PASSAGE SHOWN:

*** Block opens ***

There’s no shortage of high-flying growth stocks on the TSX trading at a discount right now. Growth stocks, particularly in the tech sector, soared following the COVID-19 market crash. Sky-high valuations were being largely ignored as investors, including me, threw money into fast-growing tech companies.
Fast forward to today, and we’re now seeing many tech stocks trading at similar prices to where they were at the bottom of the COVID-19 market crash. It’s been an incredible drop in 2022 after seeing monster returns through the second half of 2020.
While it’s been tough to watch the selloffs in the Canadian stock market this year, it’s been a good reminder that a stock’s performance is not always reflective of the health of the business.
Just because a stock is down 50% or more from all-time highs doesn’t mean the business is in trouble. It may just be a case of a stock that got a bit ahead of itself.
If you’ve got a long-term time horizon, now could be a very opportunistic time to invest in a heavily discounted growth stock.
I’ve reviewed two top TSX stocks that are trading far below all-time highs. Investors looking to add some growth to their portfolios should have these two companies on their watch lists.
Growth stock #1: Lightspeed Commerce
It’s difficult to fathom the wild ride that Lightspeed Commerce (TSX:LSPD) has been on in its short time as a publicly traded company. The stock only joined the TSX in 2019 but has already experienced all kinds of volatility. Shares are now back to trading at close to the same price as when the company went public.

*** Block closes ***

TASK SET:
**a.** In the article on discounted growth stocks, what year did Lightspeed Commerce join the TSX?
**b.** Please list every calendar year that the article on discounted growth stocks mentions.
**c.** Write out the article on discounted growth stocks from "Just because a" up to and including "ahead of itself.", renaming "business" to "company".

GIVEN RECORDS:

*** Block opens ***

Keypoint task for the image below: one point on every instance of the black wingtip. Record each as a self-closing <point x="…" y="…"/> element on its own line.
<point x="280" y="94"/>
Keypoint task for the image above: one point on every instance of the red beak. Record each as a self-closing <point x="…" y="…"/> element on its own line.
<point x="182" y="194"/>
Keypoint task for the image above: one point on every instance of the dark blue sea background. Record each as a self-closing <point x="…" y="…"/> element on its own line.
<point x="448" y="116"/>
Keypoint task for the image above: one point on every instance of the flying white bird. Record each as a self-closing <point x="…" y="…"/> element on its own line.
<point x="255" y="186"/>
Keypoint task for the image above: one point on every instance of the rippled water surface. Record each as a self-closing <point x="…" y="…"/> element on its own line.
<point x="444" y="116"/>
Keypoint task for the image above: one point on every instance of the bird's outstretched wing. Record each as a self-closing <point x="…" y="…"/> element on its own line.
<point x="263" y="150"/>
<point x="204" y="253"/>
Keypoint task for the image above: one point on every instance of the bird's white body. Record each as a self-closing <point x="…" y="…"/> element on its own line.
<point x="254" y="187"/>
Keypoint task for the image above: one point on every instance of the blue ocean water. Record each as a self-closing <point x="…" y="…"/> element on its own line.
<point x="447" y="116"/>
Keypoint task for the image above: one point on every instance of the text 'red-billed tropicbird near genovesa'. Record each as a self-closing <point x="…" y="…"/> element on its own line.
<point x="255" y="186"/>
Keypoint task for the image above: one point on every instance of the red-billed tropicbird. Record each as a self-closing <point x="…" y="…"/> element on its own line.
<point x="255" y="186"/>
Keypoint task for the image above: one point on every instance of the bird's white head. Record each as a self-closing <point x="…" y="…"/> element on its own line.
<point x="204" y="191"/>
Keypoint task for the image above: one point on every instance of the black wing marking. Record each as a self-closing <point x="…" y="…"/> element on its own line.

*** Block closes ***

ANSWERS PER TASK:
**a.** 2019

**b.** 2022, 2020, 2019

**c.**
Just because a stock is down 50% or more from all-time highs doesn’t mean the company is in trouble. It may just be a case of a stock that got a bit ahead of itself.